When it's sandy and loose you don't notice the slower pedaling, the float and grip of the 3" tires offset their weight and their traction works in your favor. You definitely notice it on good, tacky hardpack though and the pedaling dragged on the paved climb. What it lacks in acceleration it makes up for in steamroller smoothness and its lightweight feel. Basically, it makes the struggle worth it.
Then there's that plus-sized tire bounce. Our flat pedaling tester noted that her feet bounce off the pedals on this bike, which isn't normally a problem for her and wasn't an issue for any of our other test bikes. She lost focus while repositioning. Traction was similarly affected. Tire grip is superb when seated and pedaling but when you stand up to climb or the tires otherwise bounce up off the ground, you can spin out.

──────────

* _JOB 1_
Answer these from the plus-tire bike review:
(a) How wide are the bike's tires?
(b) On what kind of climb did the pedaling drag?
(c) What did the flat pedaling tester notice happening to her feet on this bike?
* _JOB 2_
Resume the plus-tire bike review with new text that starts right after its last sentence.
The lines placed after this review are not needed for anything here.

* _INFORMATION GIVEN_
──────────

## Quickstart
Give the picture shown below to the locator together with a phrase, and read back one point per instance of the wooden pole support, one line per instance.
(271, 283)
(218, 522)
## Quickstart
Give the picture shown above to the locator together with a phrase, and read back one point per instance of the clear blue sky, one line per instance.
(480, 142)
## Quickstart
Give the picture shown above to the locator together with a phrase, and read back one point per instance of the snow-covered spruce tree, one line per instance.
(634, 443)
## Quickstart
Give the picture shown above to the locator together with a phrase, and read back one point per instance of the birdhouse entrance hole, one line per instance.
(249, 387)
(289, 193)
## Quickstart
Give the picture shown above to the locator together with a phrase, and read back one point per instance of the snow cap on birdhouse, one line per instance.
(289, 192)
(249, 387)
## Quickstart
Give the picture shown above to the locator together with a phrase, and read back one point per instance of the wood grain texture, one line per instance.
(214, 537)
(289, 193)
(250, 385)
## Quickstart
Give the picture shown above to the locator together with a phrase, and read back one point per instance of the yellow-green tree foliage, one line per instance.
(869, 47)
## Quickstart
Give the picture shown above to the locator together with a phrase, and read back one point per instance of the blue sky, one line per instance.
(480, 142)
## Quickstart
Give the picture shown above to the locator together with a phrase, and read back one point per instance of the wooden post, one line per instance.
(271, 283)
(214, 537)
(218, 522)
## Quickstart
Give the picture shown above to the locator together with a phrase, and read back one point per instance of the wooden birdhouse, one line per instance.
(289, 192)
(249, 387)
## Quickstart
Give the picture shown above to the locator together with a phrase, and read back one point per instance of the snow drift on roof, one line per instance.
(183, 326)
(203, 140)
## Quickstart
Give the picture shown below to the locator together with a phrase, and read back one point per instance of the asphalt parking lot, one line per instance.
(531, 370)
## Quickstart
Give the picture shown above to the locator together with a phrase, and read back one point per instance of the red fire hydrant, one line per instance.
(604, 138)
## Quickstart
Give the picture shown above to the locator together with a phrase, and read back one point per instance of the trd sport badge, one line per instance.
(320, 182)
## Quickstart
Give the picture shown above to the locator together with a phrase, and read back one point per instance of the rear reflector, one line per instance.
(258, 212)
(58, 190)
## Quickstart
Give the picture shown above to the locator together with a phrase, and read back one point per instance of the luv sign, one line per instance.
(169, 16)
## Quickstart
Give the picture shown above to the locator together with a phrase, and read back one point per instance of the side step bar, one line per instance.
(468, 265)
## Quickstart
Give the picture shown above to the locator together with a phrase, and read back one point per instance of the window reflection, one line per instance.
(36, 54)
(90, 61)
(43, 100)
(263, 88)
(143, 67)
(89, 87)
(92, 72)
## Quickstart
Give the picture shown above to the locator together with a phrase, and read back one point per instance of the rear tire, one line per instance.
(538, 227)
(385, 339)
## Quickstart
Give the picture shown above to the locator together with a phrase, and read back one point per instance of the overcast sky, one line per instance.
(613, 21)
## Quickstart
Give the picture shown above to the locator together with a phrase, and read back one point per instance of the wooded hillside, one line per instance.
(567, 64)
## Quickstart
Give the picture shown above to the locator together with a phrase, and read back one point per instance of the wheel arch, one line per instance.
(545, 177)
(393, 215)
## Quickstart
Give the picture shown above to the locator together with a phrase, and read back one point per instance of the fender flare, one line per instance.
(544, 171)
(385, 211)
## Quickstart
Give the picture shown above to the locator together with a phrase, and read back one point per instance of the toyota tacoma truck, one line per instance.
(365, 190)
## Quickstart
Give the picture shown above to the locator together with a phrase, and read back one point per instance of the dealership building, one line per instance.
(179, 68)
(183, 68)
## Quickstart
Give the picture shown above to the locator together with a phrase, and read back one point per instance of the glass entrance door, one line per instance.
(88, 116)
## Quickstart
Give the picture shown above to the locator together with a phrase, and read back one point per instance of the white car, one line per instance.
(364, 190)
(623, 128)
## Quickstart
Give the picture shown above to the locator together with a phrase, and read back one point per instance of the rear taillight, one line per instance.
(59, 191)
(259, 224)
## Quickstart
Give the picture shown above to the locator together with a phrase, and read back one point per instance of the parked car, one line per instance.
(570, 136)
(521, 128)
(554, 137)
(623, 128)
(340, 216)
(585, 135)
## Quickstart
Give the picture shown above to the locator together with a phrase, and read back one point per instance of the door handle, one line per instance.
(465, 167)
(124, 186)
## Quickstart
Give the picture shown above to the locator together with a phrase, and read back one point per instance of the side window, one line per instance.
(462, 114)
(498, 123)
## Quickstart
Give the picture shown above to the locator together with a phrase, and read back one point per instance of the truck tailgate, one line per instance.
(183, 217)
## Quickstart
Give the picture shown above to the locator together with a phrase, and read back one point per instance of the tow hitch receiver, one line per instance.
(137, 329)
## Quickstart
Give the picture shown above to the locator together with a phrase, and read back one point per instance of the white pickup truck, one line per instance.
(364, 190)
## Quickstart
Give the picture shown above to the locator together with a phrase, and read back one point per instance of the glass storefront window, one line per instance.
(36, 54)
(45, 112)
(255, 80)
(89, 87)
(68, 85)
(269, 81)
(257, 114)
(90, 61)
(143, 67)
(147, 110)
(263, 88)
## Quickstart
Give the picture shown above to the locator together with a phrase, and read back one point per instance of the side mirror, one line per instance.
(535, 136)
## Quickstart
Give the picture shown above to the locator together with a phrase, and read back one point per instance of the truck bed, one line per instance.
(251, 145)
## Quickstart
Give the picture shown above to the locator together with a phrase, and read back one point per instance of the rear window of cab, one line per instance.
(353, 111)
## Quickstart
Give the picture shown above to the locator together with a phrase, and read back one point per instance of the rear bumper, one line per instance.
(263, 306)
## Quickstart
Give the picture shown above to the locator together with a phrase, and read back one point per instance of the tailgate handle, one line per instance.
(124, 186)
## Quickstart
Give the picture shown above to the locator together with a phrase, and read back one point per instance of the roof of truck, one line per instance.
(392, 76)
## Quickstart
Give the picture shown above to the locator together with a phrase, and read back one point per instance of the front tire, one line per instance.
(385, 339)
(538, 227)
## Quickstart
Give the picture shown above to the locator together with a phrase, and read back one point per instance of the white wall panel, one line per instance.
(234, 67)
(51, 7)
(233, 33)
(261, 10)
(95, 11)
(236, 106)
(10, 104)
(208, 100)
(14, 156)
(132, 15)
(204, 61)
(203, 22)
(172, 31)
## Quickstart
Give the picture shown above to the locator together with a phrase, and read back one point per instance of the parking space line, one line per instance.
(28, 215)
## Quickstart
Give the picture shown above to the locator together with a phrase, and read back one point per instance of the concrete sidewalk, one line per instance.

──────────

* _WRITTEN ANSWER 1_
(a) 3 inches.
(b) The paved climb.
(c) Her feet bounced off the pedals.

* _WRITTEN ANSWER 2_
The shock can also drop the seat tube out from under you if you hit a root at the wrong time or when taking a sharp transition to a steep section. The seat tube angle drops back and you feel like the bike is leaning back for lift off, it's not altogether pleasant. On the sustained technical climbs, it's not such a big deal since you're out of the saddle much of the time. The torque on the pedals exacerbates the issue of settling into the shock on steep climbs.
There is also a noticeable amount of drivetrain induced flex in the frame, which is lighter than it is stiff. Our 160 lb testers experienced quite a bit of flexion.
The 6Fattie doesn't twitch, not a movement feels unpredictable. There is some amount of play through the tire but it feels really planted on the ground. The Stumpjumper can feel really playful on the climbs. It's especially impressive when hauling its bulk over the rock juggernaut of our technical uphill climb The Soul Grinder. You trade out the snappy feel of the Ibis and the Pivot for the Stumpie's vague tractor pull.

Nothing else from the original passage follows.